━━━━━ Document passage

Section 2.3. Closings .
(a) On the day of the Advance Notice, the Company shall deliver to the Investor in electronic form, such number of shares of the DWAC eligible Common Stock registered in the name of the Investor as shall equal the number of shares specified in the Advance Notice. On the later of the Advance Date or one Trading Day following receipt of the shares of Common Stock corresponding to the Advance Notice, the Investor shall deliver to the Company the amount of the Advance by wire transfer of immediately available funds. On or prior to the Advance Date, each of the Company and the Investor shall deliver to the other all documents, instruments and writings required to be delivered by either of them pursuant to Section 2.3(b) below in order to implement and effect the transactions contemplated herein. To the extent the Company has not paid the fees, expenses, and disbursements of the Investor in accordance with Section 12.4, the amount of such fees, expenses, and disbursements may be deducted by the Investor (and shall be paid to the relevant party) directly out of the proceeds of the Advance with no reduction in the amount of shares of the Common Stock to be delivered on such Advance Date.
(i) The Company shall deliver to the Investor the shares of Common Stock applicable to the Advance in accordance with Section 2.3(a). The certificates evidencing such shares shall be free of restrictive legends.
(ii) The Registration Statement filed pursuant to the Registration Rights Agreement shall be effective and available for the resale of all applicable shares of Common Stock to be issued in connection with the Advance and certificates evidencing such shares shall be free of restrictive legends;
(iii) the Company shall have obtained all material permits and qualifications required by any applicable state for the offer and sale of the Registrable Securities, or shall have the availability of exemptions therefrom. The sale and issuance of the Registrable Securities shall be legally permitted by all laws and regulations to which the Company is subject;
(iv) the Company shall have filed with the SEC in a timely manner all reports, notices and other documents required of a “reporting company” under the Exchange Act and applicable Commission regulations;
(v) the Company shall pay any unpaid fees as set forth in Section 12.4 below or withhold such amounts as provided in Section 2.3;
(vi) the Company’s transfer agent shall be DWAC eligible.

━━━━━━━━━━
━━━━━ Extracted data

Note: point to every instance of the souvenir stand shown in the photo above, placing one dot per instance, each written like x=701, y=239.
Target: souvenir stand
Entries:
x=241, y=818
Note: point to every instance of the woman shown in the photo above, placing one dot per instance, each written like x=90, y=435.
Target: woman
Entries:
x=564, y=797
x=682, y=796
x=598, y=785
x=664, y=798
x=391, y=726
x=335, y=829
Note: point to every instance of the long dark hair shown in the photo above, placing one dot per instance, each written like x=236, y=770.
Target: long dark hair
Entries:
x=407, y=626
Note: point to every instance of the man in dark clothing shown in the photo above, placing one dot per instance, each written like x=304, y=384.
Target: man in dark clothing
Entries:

━━━━━━━━━━

__Tasks__.
a) From the Closings section, reproduce the text starting with "(i) The Company" and going on through "of restrictive legends.".
b) Under the Closings section, by what method does the Investor deliver the amount of the Advance to the Company?
c) For each statement, indicate whether it agrees with the Closings section, and quote the deciding words: (i) The Company delivers the shares to the Investor on the day of the Advance Notice. (ii) The certificates evidencing the shares may bear restrictive legends. (iii) When the Investor deducts unpaid fees from the Advance proceeds, the number of shares delivered on the Advance Date is reduced accordingly.

__Answers to the exercises__.
a)
(i) The Company shall deliver to the Investor the shares of Common Stock applicable to the Advance in accordance with Section 2.3(a). The certificates evidencing such shares shall be free of restrictive legends.

b) By wire transfer of immediately available funds.

c)
(i) Yes: "On the day of the Advance Notice, the Company shall deliver to the Investor in electronic form"
(ii) No: "The certificates evidencing such shares shall be free of restrictive legends."
(iii) No: "with no reduction in the amount of shares of the Common Stock to be delivered on such Advance Date"